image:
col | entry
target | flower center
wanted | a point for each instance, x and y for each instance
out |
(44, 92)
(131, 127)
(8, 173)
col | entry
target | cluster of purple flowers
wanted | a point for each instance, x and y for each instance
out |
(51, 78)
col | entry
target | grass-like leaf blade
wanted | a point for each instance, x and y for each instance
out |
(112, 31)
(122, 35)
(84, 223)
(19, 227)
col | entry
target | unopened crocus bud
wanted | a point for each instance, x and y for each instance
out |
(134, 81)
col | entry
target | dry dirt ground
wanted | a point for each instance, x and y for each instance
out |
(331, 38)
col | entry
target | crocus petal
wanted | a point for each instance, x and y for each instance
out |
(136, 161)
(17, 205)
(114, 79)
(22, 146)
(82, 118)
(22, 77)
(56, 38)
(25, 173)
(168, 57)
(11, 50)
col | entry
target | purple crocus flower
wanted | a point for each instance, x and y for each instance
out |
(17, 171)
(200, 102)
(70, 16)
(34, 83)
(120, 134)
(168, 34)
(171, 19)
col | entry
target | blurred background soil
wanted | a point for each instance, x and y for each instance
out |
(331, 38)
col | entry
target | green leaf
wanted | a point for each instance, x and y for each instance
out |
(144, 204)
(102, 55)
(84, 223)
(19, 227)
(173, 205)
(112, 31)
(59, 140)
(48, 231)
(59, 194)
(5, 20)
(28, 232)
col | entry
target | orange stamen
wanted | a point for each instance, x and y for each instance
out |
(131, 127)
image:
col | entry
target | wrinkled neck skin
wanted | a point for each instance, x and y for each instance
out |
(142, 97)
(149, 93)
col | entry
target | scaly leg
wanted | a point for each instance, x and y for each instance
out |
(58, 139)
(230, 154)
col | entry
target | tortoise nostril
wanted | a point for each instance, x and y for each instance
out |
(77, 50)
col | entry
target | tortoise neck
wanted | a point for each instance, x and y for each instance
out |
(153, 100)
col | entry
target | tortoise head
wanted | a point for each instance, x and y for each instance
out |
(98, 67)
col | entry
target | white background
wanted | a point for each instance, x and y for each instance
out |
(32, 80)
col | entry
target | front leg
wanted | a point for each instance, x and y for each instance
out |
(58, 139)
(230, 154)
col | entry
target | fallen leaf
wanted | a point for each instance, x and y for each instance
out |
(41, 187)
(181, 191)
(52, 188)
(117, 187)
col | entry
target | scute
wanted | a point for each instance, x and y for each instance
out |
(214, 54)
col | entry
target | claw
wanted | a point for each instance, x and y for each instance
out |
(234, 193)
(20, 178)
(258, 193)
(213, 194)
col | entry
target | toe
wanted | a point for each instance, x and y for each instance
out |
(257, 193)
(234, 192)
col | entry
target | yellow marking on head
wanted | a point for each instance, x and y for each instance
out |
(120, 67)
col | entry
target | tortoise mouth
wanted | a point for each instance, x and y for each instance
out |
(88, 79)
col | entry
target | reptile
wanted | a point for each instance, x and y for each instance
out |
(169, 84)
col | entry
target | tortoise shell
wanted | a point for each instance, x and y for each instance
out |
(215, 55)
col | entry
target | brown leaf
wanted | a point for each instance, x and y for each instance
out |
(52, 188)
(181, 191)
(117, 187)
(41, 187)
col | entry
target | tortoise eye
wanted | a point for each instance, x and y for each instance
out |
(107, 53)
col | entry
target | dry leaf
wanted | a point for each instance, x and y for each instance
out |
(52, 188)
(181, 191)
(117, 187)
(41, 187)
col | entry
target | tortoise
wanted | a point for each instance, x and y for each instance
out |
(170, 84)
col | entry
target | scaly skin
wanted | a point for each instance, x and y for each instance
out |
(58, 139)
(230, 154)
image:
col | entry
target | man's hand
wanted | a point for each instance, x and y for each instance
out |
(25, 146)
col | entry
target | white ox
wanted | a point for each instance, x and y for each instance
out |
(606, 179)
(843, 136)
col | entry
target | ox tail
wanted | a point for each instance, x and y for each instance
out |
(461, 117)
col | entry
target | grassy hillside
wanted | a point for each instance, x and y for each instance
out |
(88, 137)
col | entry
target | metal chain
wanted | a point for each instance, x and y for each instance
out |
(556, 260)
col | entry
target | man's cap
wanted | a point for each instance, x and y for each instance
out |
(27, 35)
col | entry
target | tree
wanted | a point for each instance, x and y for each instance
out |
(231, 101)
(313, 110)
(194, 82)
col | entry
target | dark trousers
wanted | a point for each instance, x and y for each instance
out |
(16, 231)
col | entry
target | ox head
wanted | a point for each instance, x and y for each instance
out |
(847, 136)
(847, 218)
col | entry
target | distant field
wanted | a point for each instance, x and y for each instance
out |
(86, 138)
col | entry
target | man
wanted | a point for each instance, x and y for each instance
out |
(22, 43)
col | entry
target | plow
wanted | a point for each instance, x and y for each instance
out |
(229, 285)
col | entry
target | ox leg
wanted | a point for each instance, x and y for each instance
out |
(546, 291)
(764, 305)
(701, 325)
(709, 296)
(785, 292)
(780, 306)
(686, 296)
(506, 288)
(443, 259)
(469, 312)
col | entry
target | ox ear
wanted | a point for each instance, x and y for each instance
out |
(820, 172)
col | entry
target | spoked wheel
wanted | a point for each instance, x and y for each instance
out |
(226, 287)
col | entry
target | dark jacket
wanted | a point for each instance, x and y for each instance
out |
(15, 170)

* _Problem_
Set down all of the data above, word for word.

* _Worked solution_
image:
col | entry
target | flower center
wanted | a point for each instance, x and y for each instance
out |
(44, 92)
(131, 127)
(8, 173)
col | entry
target | cluster of purple flowers
wanted | a point for each instance, x and y for each instance
out |
(51, 78)
col | entry
target | grass-like leaf blade
wanted | a point for each instance, x and y for each instance
out |
(112, 31)
(122, 35)
(84, 223)
(19, 227)
col | entry
target | unopened crocus bud
wanted | a point for each instance, x and y for each instance
out |
(134, 81)
col | entry
target | dry dirt ground
wanted | a point for each instance, x and y for each instance
out |
(331, 38)
col | entry
target | crocus petal
wanted | a point for each instance, x and y for each instance
out |
(136, 161)
(17, 205)
(114, 79)
(22, 146)
(82, 118)
(22, 77)
(56, 38)
(25, 173)
(168, 57)
(11, 50)
col | entry
target | purple crocus flower
wanted | a point for each instance, x and y for each instance
out |
(17, 171)
(200, 102)
(70, 16)
(34, 83)
(120, 134)
(168, 34)
(171, 19)
col | entry
target | blurred background soil
wanted | a point for each instance, x and y for each instance
out |
(331, 38)
col | entry
target | green leaf
wanted | a point for each instance, x and y for each instance
out |
(144, 204)
(102, 55)
(84, 223)
(19, 227)
(173, 205)
(112, 31)
(59, 140)
(48, 231)
(59, 194)
(5, 20)
(28, 232)
col | entry
target | orange stamen
wanted | a point for each instance, x and y for each instance
out |
(131, 127)
image:
col | entry
target | wrinkled neck skin
wanted | a point for each instance, x and y for each instance
out |
(142, 97)
(149, 93)
col | entry
target | scaly leg
wanted | a point for each instance, x and y for each instance
out |
(58, 139)
(230, 154)
col | entry
target | tortoise nostril
wanted | a point for each instance, x and y for each instance
out |
(77, 50)
col | entry
target | tortoise neck
wanted | a point for each instance, x and y for each instance
out |
(153, 100)
col | entry
target | tortoise head
wanted | a point for each instance, x and y for each instance
out |
(98, 67)
col | entry
target | white background
wanted | a point for each instance, x and y for each instance
out |
(32, 80)
col | entry
target | front leg
wanted | a point for each instance, x and y for each instance
out |
(58, 139)
(230, 154)
col | entry
target | fallen leaf
wanted | a point for each instance, x and y for each instance
out |
(41, 187)
(181, 191)
(52, 188)
(117, 187)
col | entry
target | scute
wanted | a point for each instance, x and y for each instance
out |
(214, 54)
col | entry
target | claw
wanted | a point for each instance, x and y for each instance
out |
(234, 193)
(20, 178)
(258, 193)
(213, 194)
col | entry
target | toe
wanted | a point for each instance, x and y for each instance
out |
(257, 193)
(234, 192)
col | entry
target | yellow marking on head
wanted | a point for each instance, x and y for each instance
out |
(120, 67)
col | entry
target | tortoise mouth
wanted | a point for each instance, x and y for each instance
out |
(88, 79)
col | entry
target | reptile
wanted | a point for each instance, x and y for each instance
out |
(169, 84)
col | entry
target | tortoise shell
wanted | a point for each instance, x and y for each instance
out |
(215, 55)
col | entry
target | brown leaf
wanted | a point for each instance, x and y for each instance
out |
(52, 188)
(181, 191)
(117, 187)
(41, 187)
col | entry
target | tortoise eye
wanted | a point for each instance, x and y for each instance
out |
(107, 53)
col | entry
target | dry leaf
wanted | a point for each instance, x and y for each instance
out |
(52, 188)
(181, 191)
(117, 187)
(41, 187)
col | entry
target | tortoise
wanted | a point for each instance, x and y for each instance
out |
(170, 84)
col | entry
target | scaly skin
wanted | a point for each instance, x and y for each instance
out |
(58, 139)
(230, 154)
image:
col | entry
target | man's hand
wanted | a point for each instance, x and y for each instance
out |
(25, 146)
col | entry
target | white ox
wanted | a point for each instance, x and y for each instance
out |
(606, 179)
(843, 136)
col | entry
target | ox tail
wanted | a point for each instance, x and y for each instance
out |
(461, 117)
col | entry
target | grassy hillside
wanted | a point for each instance, x and y for each instance
out |
(88, 137)
col | entry
target | metal chain
wanted | a point for each instance, x and y for each instance
out |
(556, 260)
col | entry
target | man's cap
wanted | a point for each instance, x and y for each instance
out |
(27, 35)
col | entry
target | tree
wanted | a point for each instance, x and y for each instance
out |
(231, 101)
(313, 110)
(194, 82)
col | entry
target | dark trousers
wanted | a point for each instance, x and y for each instance
out |
(16, 231)
col | entry
target | ox head
wanted | a point for each instance, x and y for each instance
out |
(847, 136)
(847, 218)
col | entry
target | distant field
wanted | a point for each instance, x and y for each instance
out |
(86, 138)
col | entry
target | man
wanted | a point for each instance, x and y for each instance
out |
(22, 43)
col | entry
target | plow
wanted | a point for each instance, x and y for each instance
out |
(229, 285)
col | entry
target | ox leg
wanted | a point for each instance, x and y for each instance
out |
(546, 291)
(764, 305)
(701, 325)
(709, 296)
(785, 292)
(780, 306)
(686, 296)
(506, 288)
(443, 259)
(469, 312)
col | entry
target | ox ear
wanted | a point for each instance, x and y for each instance
out |
(820, 172)
col | entry
target | spoked wheel
wanted | a point for each instance, x and y for each instance
out |
(226, 287)
col | entry
target | dark jacket
wanted | a point for each instance, x and y for each instance
out |
(15, 170)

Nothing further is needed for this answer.